WHAT IS BEING ASKED -
After finding the line with "of the thumb" in the entries below, retype exactly each line from there through the line with "of the neck", including that final line.

Region pointing data:
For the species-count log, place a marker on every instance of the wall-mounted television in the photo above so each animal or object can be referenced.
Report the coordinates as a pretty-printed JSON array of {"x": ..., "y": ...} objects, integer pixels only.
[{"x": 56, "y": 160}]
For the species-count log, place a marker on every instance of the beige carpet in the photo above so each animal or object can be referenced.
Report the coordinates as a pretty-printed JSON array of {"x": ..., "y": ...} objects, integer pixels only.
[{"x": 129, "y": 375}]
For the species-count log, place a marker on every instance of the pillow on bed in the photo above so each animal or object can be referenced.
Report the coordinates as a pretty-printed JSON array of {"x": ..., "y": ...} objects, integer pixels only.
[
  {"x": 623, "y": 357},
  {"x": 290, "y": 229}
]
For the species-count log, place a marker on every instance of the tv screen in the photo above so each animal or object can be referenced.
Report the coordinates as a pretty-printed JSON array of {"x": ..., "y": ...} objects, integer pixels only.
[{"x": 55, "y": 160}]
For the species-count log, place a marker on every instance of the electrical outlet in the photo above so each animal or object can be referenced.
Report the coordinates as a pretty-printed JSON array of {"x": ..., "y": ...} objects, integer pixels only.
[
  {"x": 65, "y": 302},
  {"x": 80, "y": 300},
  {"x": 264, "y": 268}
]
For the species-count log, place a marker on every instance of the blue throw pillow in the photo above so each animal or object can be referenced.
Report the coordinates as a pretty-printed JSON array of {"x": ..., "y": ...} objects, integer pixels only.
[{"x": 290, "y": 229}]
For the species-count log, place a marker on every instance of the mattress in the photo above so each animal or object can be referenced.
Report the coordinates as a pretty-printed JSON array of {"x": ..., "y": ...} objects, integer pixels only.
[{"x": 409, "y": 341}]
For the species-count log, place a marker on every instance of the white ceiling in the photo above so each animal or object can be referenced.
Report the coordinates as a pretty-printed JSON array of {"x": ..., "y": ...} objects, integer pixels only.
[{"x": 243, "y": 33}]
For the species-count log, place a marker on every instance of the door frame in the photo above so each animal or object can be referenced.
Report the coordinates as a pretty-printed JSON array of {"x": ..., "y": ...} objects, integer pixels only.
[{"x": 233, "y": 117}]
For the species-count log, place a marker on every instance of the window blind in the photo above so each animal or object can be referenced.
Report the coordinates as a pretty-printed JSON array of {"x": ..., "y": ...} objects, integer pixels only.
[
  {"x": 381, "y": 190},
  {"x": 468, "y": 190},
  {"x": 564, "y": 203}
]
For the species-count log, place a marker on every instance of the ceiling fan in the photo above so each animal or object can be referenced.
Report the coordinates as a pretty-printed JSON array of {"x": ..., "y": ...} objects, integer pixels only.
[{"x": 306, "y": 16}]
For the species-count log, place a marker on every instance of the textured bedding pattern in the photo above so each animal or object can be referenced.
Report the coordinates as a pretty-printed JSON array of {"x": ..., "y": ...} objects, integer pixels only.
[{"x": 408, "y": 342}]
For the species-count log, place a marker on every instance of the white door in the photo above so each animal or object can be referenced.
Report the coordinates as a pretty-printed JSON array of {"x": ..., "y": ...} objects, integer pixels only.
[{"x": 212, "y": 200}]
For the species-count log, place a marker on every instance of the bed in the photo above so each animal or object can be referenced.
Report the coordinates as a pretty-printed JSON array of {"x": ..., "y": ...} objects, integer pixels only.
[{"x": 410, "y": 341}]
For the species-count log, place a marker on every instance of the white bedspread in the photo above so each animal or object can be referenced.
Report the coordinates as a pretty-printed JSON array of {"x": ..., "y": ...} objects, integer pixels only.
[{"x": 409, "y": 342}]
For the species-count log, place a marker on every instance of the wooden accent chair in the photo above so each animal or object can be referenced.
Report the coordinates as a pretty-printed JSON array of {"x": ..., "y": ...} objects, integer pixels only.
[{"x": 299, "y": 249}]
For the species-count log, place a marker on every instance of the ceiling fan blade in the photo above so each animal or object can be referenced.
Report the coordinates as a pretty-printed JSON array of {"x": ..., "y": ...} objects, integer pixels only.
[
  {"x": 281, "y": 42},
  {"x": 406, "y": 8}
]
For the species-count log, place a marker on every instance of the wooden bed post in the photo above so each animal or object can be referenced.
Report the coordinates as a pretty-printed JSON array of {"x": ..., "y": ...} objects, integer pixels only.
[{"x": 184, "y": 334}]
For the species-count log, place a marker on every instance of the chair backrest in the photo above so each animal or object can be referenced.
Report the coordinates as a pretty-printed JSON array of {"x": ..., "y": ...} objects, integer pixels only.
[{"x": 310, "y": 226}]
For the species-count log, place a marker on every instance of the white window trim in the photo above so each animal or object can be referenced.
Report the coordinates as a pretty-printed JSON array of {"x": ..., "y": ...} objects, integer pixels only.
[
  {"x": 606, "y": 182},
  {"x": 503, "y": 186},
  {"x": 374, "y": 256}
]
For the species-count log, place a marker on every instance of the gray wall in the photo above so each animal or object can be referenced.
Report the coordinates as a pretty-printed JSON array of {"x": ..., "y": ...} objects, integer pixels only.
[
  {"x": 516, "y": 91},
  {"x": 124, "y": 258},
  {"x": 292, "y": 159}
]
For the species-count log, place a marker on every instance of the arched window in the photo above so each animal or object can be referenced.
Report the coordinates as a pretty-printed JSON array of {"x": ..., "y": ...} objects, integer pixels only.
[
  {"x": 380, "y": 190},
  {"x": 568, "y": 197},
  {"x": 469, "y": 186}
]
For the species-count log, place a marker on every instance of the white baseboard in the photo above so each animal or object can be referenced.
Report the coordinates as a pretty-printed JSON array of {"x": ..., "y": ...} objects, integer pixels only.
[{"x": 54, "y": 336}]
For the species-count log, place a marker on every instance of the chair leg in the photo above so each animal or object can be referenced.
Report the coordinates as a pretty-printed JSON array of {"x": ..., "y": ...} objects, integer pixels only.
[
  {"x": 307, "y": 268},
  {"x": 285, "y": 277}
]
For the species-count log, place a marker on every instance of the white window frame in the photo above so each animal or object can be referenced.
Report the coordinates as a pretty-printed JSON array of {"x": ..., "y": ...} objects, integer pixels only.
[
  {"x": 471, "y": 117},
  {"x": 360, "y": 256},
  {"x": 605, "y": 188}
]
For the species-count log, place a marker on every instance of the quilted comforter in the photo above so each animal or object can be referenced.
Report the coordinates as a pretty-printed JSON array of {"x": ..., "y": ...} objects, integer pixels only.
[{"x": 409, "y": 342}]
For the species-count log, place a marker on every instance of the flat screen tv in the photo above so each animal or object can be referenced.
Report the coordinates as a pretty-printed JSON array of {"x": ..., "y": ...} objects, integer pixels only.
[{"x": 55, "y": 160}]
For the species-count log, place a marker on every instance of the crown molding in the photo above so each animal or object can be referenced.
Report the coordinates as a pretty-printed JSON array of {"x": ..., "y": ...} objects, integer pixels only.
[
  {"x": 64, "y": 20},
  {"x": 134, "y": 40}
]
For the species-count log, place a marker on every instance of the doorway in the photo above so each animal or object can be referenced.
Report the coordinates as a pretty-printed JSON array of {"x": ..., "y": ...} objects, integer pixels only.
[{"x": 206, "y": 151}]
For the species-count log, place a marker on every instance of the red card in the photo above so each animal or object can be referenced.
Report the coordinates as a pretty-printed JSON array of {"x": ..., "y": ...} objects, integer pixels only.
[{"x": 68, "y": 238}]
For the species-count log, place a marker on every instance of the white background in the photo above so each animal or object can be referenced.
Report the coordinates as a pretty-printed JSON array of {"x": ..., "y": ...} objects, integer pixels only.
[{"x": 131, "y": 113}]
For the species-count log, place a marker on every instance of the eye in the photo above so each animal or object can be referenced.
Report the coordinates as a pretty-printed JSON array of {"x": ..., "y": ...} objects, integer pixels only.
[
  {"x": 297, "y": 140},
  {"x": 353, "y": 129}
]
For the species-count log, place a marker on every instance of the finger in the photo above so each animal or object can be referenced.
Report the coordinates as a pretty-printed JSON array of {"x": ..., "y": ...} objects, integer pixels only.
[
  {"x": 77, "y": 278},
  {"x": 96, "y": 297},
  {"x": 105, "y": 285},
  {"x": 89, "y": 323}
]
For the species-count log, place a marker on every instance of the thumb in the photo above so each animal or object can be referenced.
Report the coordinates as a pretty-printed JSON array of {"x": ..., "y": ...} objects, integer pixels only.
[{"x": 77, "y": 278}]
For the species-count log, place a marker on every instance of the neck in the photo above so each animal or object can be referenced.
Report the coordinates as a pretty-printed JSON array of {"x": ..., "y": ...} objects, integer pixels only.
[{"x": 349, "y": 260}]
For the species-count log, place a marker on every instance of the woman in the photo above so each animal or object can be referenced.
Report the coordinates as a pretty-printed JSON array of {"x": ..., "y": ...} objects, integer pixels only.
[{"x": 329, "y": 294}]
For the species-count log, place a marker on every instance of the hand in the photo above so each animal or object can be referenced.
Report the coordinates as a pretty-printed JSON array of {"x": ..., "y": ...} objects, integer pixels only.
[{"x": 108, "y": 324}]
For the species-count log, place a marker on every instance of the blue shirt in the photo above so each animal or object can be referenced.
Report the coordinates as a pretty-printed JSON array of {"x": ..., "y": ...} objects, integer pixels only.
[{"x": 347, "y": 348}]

TASK OUTPUT -
For the species-count log, place a marker on every instance of the thumb in the photo above so each animal or object can be referenced.
Report the coordinates as a pretty-printed JSON array of {"x": ..., "y": ...} objects, integer pixels only.
[{"x": 77, "y": 278}]
For the species-count log, place a marker on every instance of the neck in the photo above so each animal or object can be referenced.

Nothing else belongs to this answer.